ABOUT THIS TASK: Filter the entries that follow, copying every line in which the word "jacket" appears.

[DATA FOR REVIEW Boundary: Start]

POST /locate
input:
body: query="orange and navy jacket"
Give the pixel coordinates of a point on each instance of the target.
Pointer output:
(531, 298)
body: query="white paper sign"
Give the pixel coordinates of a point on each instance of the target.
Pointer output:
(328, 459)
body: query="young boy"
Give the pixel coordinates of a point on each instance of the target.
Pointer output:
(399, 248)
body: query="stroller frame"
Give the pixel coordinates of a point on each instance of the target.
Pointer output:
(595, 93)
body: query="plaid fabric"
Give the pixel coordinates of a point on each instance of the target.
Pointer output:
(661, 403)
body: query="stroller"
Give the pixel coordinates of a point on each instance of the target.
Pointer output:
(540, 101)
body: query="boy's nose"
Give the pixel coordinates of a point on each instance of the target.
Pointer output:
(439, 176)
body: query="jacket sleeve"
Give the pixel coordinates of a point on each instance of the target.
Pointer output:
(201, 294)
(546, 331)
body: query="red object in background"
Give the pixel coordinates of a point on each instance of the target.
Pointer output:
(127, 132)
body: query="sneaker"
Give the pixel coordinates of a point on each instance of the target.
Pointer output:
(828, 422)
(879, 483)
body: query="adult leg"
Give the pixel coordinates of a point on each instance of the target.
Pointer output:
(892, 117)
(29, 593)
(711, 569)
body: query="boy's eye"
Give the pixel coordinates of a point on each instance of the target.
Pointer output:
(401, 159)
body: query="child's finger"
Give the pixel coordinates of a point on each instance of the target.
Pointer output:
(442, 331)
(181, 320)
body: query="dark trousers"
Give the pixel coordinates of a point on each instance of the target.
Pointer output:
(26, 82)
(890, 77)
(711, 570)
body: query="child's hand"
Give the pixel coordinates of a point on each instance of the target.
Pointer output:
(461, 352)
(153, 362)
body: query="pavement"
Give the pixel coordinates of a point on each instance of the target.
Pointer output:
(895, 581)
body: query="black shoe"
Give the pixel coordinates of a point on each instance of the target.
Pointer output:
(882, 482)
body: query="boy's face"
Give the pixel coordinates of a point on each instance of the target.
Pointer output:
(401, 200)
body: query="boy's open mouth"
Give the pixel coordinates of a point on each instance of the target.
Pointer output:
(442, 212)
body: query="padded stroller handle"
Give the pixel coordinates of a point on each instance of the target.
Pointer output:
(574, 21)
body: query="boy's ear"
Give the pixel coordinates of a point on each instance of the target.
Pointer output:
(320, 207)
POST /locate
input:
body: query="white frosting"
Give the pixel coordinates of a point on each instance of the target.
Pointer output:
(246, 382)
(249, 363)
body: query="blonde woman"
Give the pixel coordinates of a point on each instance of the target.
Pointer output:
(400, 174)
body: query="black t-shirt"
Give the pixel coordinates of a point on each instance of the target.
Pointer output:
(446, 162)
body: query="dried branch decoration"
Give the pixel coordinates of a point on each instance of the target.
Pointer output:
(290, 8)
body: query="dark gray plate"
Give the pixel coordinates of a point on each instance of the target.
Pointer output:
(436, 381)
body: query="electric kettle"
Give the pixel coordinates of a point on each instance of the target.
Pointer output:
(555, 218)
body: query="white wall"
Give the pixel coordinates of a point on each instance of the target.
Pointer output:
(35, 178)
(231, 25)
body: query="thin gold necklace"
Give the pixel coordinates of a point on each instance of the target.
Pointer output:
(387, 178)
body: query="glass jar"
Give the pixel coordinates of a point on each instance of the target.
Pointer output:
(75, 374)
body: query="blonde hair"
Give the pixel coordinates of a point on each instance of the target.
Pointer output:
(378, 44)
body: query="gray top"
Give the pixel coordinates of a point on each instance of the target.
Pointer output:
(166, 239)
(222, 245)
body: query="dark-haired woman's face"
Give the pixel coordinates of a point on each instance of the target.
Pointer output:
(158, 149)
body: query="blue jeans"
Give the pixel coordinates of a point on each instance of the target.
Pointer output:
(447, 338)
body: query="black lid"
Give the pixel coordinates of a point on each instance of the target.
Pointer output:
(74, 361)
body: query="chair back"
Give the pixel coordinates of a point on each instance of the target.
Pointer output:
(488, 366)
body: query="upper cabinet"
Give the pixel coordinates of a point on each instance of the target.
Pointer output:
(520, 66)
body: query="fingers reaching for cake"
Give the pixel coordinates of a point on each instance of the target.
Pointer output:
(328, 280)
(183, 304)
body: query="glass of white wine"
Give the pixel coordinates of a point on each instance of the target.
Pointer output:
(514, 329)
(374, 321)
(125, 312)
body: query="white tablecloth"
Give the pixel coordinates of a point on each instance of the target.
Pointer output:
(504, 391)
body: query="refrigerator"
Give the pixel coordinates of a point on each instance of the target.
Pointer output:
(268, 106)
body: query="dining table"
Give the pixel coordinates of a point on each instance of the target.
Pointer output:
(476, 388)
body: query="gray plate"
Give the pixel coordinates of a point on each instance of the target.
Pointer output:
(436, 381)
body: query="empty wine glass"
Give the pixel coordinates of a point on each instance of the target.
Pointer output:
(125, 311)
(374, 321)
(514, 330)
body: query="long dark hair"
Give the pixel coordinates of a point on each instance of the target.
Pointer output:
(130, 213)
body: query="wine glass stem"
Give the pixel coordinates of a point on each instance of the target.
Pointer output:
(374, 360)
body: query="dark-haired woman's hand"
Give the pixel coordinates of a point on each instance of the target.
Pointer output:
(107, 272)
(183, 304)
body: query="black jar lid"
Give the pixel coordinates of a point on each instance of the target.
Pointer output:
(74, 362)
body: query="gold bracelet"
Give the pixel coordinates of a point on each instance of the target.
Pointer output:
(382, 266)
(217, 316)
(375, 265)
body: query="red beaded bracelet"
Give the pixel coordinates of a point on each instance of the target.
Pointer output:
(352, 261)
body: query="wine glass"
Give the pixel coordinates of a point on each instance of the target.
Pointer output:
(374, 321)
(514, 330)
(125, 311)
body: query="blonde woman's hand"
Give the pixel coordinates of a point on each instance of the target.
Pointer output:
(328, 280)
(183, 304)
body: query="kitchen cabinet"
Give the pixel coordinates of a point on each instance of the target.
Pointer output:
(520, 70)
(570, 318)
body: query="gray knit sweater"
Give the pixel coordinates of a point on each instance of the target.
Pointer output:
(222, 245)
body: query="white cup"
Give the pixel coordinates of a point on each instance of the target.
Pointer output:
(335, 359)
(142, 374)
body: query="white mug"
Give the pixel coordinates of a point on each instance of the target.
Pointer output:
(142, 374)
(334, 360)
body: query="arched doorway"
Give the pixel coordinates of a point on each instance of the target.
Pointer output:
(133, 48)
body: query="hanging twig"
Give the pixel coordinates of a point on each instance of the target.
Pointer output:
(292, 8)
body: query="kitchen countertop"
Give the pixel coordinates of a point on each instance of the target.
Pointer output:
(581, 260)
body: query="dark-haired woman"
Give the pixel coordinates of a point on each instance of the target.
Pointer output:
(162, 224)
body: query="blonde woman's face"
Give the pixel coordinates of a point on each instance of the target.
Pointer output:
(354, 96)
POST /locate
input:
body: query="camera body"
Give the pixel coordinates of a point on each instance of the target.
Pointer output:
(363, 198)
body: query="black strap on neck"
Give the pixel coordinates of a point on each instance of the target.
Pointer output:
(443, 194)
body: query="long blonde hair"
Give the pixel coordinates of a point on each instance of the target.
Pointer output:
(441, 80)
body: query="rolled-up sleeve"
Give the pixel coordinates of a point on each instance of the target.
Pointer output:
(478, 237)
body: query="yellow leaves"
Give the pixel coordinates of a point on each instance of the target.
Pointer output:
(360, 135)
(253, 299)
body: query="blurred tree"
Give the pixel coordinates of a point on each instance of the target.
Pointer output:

[DATA FOR REVIEW Boundary: End]

RESPONSE TO THIS TASK:
body: query="orange and navy jacket"
body: query="jacket sleeve"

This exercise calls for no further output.